→ Source records:
>> BEGIN

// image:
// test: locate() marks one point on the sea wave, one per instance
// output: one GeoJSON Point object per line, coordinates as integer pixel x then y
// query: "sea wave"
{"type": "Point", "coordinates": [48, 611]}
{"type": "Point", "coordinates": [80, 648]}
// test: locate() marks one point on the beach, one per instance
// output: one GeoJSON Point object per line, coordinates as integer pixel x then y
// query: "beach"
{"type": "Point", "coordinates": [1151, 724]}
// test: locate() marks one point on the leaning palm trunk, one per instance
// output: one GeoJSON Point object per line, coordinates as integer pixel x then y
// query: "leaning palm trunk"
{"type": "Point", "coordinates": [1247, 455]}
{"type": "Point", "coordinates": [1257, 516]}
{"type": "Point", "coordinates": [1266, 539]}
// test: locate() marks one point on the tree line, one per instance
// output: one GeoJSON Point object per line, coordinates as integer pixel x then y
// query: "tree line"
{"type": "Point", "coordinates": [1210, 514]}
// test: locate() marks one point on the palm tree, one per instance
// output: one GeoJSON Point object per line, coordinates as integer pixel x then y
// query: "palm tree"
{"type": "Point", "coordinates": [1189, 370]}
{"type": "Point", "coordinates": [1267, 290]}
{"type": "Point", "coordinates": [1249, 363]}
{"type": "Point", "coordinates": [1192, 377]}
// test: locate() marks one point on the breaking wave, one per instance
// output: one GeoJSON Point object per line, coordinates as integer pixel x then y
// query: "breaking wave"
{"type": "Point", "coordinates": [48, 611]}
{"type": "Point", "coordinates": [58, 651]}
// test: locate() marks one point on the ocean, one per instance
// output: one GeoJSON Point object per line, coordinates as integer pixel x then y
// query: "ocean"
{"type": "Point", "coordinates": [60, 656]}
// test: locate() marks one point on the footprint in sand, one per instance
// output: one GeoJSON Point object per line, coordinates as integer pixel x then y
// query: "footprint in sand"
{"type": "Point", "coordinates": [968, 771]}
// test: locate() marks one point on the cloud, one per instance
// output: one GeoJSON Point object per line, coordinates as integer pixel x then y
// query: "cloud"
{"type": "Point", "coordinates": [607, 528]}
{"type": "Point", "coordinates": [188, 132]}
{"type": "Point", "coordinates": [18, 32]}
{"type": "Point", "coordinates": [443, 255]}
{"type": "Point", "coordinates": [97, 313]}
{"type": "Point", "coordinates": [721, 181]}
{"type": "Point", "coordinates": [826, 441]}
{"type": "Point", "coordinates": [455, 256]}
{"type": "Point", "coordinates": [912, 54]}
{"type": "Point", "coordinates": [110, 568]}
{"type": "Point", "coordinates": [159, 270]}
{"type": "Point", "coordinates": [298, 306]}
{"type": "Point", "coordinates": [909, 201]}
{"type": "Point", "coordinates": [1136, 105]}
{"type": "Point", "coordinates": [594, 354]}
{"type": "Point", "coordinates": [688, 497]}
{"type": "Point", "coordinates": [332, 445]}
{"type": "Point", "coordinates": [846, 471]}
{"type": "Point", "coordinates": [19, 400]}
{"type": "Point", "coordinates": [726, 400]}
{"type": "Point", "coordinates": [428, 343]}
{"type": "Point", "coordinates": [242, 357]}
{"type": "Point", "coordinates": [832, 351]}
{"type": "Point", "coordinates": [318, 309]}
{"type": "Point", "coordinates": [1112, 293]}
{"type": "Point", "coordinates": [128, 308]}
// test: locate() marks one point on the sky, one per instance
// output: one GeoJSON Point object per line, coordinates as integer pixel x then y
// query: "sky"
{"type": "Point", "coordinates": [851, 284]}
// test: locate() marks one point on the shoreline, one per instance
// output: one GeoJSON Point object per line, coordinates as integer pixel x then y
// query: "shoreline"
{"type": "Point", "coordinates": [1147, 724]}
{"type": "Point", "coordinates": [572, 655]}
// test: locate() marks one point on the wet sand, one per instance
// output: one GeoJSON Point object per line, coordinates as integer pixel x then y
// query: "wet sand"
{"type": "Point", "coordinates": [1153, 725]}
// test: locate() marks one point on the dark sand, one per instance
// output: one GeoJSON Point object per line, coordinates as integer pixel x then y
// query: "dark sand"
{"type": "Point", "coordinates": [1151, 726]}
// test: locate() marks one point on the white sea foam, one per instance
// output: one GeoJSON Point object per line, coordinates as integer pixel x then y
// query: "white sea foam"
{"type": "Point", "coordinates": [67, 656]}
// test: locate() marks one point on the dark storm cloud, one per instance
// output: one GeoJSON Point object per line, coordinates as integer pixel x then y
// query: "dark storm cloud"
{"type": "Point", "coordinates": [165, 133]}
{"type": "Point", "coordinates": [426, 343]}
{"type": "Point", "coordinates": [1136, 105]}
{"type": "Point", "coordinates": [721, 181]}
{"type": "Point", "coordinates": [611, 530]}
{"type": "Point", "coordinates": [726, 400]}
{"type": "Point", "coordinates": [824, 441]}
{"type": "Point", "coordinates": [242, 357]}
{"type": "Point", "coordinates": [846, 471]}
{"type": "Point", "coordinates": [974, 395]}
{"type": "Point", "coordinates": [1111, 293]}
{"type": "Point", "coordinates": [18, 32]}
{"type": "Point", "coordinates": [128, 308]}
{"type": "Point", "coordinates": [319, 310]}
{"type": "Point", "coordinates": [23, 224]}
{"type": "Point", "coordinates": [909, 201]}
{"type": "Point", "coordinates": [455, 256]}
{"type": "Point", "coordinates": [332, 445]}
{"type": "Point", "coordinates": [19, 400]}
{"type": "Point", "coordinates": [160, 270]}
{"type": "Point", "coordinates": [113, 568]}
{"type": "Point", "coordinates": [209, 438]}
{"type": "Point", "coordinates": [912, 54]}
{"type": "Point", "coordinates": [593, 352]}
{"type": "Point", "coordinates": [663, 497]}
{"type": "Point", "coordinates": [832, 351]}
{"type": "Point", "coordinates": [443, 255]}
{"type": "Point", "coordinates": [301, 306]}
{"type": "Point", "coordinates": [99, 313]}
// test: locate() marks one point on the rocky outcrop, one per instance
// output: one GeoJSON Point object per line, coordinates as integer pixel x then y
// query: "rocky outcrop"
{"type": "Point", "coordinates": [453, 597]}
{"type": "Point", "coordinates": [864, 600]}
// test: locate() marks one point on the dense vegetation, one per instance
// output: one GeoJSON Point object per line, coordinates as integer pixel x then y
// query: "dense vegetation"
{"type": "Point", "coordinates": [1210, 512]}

>> END

→ THE PROBLEM:
Write out exactly the lines of the entries above that run from the line containing "outcrop, one per instance" through the last line, including both.

→ SOLUTION:
// test: locate() marks one point on the rocky outcrop, one per instance
// output: one GeoJSON Point object per line, coordinates as integer pixel x then y
// query: "rocky outcrop"
{"type": "Point", "coordinates": [453, 597]}
{"type": "Point", "coordinates": [864, 600]}
// test: locate() marks one point on the dense vegetation, one per instance
// output: one GeoJSON Point object per line, coordinates as integer pixel x then y
// query: "dense vegetation"
{"type": "Point", "coordinates": [1210, 512]}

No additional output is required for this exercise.